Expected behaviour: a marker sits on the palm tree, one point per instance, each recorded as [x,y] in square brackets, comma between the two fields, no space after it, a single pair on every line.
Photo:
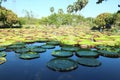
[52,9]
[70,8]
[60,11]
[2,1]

__________

_Action item_.
Word for word, return the listing above; the pictures do not belong in the copy.

_Response_.
Expected behaviour: a marker sits on the palm tree, one point per instance, each recorded as [x,y] in square brackets, comma between the two fields, no space after it, a single pair on every line.
Photo:
[52,9]
[70,8]
[60,11]
[2,1]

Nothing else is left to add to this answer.